Set down, word for word, the stretch of lines from the one containing "the horse forelock" to the end of the records below.

### GIVEN INFORMATION

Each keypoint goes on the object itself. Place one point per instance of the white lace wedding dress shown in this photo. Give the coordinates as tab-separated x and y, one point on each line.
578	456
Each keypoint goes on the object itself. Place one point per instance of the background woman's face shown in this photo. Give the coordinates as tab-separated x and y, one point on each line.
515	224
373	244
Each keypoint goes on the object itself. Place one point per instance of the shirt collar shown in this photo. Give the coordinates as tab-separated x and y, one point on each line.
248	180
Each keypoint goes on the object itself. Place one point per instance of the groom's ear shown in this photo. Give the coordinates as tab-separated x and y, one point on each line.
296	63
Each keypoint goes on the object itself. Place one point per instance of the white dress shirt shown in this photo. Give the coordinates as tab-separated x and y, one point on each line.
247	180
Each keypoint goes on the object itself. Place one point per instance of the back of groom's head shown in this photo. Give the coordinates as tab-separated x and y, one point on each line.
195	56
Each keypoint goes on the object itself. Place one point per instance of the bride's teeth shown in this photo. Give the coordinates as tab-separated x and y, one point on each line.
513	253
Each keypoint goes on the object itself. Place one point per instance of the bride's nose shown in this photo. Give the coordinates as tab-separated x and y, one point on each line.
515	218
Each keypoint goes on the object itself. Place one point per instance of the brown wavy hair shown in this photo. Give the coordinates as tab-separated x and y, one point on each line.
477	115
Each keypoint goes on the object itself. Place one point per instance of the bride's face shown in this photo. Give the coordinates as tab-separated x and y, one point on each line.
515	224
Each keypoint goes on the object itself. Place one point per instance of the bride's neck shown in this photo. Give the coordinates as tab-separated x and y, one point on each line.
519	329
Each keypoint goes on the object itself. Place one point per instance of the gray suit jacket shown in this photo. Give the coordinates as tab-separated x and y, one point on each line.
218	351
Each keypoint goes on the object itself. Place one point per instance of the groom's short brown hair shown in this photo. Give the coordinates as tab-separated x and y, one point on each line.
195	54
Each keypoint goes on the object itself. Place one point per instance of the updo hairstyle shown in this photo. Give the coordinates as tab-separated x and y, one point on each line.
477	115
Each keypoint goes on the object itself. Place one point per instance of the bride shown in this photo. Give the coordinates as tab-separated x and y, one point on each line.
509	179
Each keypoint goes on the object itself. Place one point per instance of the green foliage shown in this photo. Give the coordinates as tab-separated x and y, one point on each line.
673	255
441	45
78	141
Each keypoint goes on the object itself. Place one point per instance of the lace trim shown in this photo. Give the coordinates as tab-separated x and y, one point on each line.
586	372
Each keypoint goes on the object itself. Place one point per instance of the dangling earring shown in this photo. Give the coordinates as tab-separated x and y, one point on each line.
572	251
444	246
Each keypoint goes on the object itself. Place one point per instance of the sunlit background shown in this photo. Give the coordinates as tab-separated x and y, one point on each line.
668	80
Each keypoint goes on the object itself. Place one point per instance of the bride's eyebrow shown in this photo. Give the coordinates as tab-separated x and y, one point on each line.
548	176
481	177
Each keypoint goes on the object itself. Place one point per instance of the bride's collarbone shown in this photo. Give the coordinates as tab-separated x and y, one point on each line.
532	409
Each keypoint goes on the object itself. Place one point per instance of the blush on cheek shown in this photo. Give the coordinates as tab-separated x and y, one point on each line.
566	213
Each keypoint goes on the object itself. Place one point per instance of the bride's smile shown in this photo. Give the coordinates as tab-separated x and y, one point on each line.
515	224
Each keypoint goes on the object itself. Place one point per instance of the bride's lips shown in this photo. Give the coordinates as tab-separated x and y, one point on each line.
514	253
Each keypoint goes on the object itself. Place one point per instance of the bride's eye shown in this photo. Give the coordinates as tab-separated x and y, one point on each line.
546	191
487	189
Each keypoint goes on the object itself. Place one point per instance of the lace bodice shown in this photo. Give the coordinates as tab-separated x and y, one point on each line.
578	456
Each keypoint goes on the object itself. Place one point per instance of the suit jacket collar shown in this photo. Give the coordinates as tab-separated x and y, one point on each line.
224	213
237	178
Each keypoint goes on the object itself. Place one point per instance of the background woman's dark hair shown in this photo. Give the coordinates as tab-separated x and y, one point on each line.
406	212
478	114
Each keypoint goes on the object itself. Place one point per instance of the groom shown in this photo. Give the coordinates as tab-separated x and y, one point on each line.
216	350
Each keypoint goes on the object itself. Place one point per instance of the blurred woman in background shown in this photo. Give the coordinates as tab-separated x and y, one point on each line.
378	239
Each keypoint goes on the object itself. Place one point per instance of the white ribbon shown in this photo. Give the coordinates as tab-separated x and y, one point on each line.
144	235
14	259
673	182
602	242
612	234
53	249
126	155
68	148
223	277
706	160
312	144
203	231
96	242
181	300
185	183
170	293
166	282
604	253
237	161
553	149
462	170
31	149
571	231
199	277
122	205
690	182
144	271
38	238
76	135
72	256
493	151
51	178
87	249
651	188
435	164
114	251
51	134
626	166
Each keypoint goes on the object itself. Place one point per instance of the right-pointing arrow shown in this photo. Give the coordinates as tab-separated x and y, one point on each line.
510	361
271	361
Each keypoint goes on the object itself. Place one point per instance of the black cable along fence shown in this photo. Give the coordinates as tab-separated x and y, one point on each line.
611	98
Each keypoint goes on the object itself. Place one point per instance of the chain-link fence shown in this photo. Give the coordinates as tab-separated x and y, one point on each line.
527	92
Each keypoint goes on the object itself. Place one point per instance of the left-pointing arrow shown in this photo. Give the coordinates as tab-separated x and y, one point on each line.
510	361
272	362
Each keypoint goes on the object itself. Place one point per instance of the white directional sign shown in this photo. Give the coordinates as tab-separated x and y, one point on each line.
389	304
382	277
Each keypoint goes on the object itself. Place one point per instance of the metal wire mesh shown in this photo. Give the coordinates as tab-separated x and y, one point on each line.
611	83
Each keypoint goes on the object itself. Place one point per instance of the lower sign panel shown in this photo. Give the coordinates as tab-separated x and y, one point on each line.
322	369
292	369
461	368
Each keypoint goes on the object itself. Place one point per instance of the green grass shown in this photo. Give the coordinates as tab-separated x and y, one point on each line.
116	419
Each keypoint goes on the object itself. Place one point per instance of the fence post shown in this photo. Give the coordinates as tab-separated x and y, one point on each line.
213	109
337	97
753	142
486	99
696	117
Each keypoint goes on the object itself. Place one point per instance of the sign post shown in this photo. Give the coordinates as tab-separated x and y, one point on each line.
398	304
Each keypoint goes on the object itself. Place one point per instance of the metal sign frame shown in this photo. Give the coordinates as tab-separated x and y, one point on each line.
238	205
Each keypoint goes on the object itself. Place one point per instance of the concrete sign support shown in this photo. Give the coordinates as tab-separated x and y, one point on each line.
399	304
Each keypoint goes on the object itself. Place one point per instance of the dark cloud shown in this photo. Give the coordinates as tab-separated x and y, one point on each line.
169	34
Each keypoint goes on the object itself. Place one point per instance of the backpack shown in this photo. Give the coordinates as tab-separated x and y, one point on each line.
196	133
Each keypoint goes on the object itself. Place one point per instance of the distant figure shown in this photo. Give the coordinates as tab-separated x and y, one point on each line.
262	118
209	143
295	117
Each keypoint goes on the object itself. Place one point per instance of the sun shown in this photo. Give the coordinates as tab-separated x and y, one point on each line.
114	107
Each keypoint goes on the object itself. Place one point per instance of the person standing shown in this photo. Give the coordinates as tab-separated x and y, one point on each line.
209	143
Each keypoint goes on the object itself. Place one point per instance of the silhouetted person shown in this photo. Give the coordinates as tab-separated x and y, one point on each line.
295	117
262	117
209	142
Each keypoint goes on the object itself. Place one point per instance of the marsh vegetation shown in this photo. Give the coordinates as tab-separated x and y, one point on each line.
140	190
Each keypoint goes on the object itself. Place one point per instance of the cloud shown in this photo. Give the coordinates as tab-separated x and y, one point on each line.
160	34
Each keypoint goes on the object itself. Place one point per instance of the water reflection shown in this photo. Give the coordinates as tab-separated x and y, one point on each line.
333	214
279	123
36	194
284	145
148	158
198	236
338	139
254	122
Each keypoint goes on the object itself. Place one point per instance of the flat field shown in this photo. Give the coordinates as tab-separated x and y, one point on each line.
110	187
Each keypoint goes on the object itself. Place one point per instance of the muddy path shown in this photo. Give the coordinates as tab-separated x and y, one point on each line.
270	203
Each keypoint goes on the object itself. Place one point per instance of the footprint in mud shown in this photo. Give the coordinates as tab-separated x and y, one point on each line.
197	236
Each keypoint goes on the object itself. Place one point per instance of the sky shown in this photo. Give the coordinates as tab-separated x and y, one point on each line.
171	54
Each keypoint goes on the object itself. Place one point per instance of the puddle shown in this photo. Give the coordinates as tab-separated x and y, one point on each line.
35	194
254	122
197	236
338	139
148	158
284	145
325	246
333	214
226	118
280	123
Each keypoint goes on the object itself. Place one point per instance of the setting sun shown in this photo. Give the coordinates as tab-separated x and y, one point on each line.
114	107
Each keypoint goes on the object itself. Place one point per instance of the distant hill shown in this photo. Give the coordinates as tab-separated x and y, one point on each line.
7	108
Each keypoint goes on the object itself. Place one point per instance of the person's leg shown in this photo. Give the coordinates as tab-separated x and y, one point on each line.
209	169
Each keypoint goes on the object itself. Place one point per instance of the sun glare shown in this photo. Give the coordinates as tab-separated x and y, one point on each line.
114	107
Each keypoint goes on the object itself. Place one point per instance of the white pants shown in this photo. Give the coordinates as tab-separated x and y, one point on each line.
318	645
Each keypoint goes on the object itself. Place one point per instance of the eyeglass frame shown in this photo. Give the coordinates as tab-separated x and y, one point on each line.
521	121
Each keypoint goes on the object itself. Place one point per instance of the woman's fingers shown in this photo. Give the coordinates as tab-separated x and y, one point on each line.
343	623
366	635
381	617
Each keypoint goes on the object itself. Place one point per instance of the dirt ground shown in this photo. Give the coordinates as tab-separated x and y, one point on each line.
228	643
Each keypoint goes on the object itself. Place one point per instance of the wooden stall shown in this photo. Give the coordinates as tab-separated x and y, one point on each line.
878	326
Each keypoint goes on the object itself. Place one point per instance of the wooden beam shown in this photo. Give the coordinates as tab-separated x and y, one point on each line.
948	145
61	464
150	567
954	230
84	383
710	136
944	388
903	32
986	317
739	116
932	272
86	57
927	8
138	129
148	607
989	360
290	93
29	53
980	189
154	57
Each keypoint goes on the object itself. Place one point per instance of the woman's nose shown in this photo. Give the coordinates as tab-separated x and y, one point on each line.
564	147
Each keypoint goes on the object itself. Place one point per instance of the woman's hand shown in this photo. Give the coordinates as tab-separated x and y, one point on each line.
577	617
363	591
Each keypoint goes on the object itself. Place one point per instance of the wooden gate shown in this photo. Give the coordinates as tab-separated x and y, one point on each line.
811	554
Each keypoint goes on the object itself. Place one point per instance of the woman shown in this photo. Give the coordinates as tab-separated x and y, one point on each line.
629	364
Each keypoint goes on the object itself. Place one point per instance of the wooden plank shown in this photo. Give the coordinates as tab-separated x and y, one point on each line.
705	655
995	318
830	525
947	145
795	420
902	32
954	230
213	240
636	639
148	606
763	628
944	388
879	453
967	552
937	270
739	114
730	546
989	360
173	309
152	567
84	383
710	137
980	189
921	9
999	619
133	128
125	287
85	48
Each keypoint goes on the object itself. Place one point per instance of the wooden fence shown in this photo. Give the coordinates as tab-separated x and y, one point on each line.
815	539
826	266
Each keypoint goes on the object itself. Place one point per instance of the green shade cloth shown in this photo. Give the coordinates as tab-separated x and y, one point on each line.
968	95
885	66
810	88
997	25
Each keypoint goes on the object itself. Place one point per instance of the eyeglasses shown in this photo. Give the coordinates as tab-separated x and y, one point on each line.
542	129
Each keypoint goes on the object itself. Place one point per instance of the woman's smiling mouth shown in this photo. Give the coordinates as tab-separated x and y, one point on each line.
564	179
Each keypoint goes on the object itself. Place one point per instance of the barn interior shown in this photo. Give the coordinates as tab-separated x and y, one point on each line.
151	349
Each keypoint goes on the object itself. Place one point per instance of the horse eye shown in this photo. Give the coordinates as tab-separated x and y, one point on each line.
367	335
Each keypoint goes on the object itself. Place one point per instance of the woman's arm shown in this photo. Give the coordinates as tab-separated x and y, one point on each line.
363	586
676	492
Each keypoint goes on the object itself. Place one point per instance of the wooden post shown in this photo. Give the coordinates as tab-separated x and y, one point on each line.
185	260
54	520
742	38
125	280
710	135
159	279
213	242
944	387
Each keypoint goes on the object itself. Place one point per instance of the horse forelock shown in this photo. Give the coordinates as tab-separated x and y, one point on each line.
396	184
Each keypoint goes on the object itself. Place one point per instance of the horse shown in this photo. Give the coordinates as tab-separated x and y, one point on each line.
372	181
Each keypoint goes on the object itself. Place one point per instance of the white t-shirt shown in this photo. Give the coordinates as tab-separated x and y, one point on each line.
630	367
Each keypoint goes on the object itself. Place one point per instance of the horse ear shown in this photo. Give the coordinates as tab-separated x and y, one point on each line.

######

**RESPONSE FOR THIS EXERCISE:**
Each keypoint goes on the object itself. Place one point per instance of the horse forelock shown in this photo. Give the coordinates as tab-separated x and y, one point on each line.
396	184
Each keypoint goes on the object itself. Place one point per instance of the horse shown in this photo. Give the coordinates as tab-separated x and y, one point on each line.
372	181
Each keypoint goes on the object itself. Place one point per instance of the white t-shirt shown in this photo. Give the coordinates as tab-separated x and y, one point on each line.
630	367
Each keypoint goes on the object itself. Place one point per instance of the horse ear shown in this photo. Give the coordinates as tab-separated x and y, one point on each line.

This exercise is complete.